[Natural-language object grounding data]

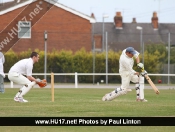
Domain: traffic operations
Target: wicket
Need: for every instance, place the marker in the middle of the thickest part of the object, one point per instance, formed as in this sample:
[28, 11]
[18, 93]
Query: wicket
[52, 86]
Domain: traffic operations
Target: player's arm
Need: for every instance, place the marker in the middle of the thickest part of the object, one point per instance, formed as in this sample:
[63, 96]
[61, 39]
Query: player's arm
[33, 79]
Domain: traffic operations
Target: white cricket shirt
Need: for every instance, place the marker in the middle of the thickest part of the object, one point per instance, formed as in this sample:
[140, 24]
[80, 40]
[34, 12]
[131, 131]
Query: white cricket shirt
[24, 66]
[2, 60]
[126, 63]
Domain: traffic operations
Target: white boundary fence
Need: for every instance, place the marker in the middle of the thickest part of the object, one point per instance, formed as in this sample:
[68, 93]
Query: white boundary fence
[86, 74]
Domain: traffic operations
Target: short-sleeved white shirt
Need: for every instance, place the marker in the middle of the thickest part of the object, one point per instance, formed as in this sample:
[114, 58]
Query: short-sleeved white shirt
[24, 66]
[126, 63]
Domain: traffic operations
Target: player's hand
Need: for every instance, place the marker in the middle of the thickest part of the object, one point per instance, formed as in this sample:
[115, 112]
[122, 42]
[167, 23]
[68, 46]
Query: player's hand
[137, 73]
[140, 65]
[143, 73]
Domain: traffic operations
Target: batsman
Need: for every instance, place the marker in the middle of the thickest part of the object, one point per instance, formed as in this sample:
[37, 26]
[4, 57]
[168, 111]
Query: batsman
[128, 74]
[21, 73]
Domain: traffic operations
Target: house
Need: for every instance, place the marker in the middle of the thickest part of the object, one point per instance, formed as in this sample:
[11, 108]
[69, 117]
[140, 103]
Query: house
[69, 29]
[121, 35]
[23, 25]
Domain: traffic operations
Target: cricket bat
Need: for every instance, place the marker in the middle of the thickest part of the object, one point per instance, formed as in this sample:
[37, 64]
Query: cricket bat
[151, 84]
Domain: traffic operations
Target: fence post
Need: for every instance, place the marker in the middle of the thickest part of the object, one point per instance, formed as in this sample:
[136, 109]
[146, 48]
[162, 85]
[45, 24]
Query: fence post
[76, 80]
[11, 84]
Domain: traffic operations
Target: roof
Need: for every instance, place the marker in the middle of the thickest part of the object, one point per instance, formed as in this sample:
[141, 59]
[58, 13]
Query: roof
[13, 6]
[119, 39]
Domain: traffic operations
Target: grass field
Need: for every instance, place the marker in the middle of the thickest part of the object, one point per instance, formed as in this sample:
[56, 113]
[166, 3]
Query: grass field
[86, 102]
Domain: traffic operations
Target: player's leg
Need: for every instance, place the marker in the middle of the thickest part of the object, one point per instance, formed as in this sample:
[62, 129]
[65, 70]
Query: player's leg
[2, 84]
[118, 91]
[20, 79]
[139, 86]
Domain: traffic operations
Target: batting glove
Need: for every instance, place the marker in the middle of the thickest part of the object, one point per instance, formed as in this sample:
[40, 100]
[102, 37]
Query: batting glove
[140, 65]
[143, 73]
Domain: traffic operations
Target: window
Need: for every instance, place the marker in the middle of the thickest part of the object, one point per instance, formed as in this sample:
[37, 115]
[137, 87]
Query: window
[24, 29]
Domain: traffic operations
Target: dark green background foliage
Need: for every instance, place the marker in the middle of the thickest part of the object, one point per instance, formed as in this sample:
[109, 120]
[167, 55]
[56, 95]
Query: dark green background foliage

- [What this task involves]: From the first line to the last, output the records exactly without pictures.

- [Result for this exercise]:
Domain: traffic operations
Target: wicket
Need: for every instance, place the marker in the middle of the thickest part of the object, one point per instance, formed as in this sample:
[28, 11]
[18, 93]
Query: wicket
[52, 86]
Domain: traffic operations
Target: player's arm
Need: for every instance, place the marker in the middle of the thickest part of the object, one point per instance, formed as in this sample:
[63, 96]
[61, 39]
Query: player's arm
[33, 79]
Domain: traffic operations
Target: white cricket shirt
Need: for every instance, place the marker in the middle of the thickest part of the object, one point per instance, formed as in this sample:
[140, 24]
[80, 40]
[34, 12]
[131, 131]
Query: white cricket shirt
[24, 66]
[2, 60]
[126, 63]
Domain: traffic operations
Target: white boundary fence
Need: for every instance, place the marker in the middle of the thickest part of the object, one point per instance, formed as in this sample:
[68, 93]
Query: white boundary fence
[86, 74]
Domain: traffic operations
Target: short-sleeved white shirt
Need: for every instance, place the marker in the middle of the thickest part of the object, one point per instance, formed as in this sample:
[114, 58]
Query: short-sleeved white shirt
[24, 66]
[126, 63]
Domain: traffic operations
Target: player's hand
Need: for every instance, place the marker in the middle of the thickest part of the object, one point per instance, formed as in this sample:
[115, 112]
[122, 42]
[167, 23]
[68, 46]
Query: player's hand
[137, 73]
[140, 65]
[143, 73]
Domain: traffic operations
Target: batsman
Need: for every instance, place the marker in the middle of the thickest part of the object, one point per instance, formed as in this sample:
[37, 26]
[4, 57]
[168, 111]
Query: batsman
[128, 74]
[21, 73]
Domain: traffic operations
Target: house
Need: for every instance, place the marker in the middle of the thickest part of the object, one point per instance, formed as in this sample:
[11, 108]
[69, 117]
[140, 103]
Query: house
[69, 29]
[121, 35]
[23, 25]
Domain: traffic operations
Target: cricket bat
Need: for every instance, place the marker in the middle of the thickest part of the object, one point per instance, formed as in this sample:
[37, 64]
Query: cricket bat
[151, 84]
Domain: traffic operations
Target: fence post
Need: for every instance, place the marker in the middle of the thickest part of the object, one point per instance, formed as in this sample:
[136, 109]
[146, 48]
[162, 85]
[45, 24]
Query: fence post
[76, 80]
[11, 84]
Domain: traffic operations
Target: roof
Need: for every instance, place the marker in the middle of the thickest part of the object, one point per instance, formed as in this sample:
[141, 59]
[58, 13]
Query: roof
[13, 6]
[119, 39]
Domain: traffic operations
Target: grass field
Need: for every instance, place the marker in the middle of the thickest part of the object, one point per instance, formed as in this sample:
[56, 113]
[166, 3]
Query: grass field
[86, 102]
Domain: traffic operations
Target: player's leg
Need: for every instance, place the marker in the middle of the thickest part of the object, one point per instance, formed as in this sample:
[62, 129]
[65, 70]
Query: player's leg
[2, 84]
[118, 91]
[20, 79]
[139, 86]
Domain: traffic operations
Target: batting glove
Need: for every instance, place the marker in the middle of the thickest part of the object, one point per instance, formed as in this sample:
[40, 100]
[102, 37]
Query: batting glove
[140, 65]
[143, 73]
Domain: traffic operations
Target: window
Need: for every instance, place the marker in the middle of the thickest part of the object, one point per instance, formed as in this sample:
[37, 115]
[137, 87]
Query: window
[24, 29]
Domain: traffic operations
Target: dark green background foliage
Need: for every instance, place the marker in the middle of the thickest part of the object, one point per instance, formed as in this sample:
[109, 120]
[167, 55]
[56, 95]
Query: dark green background foliage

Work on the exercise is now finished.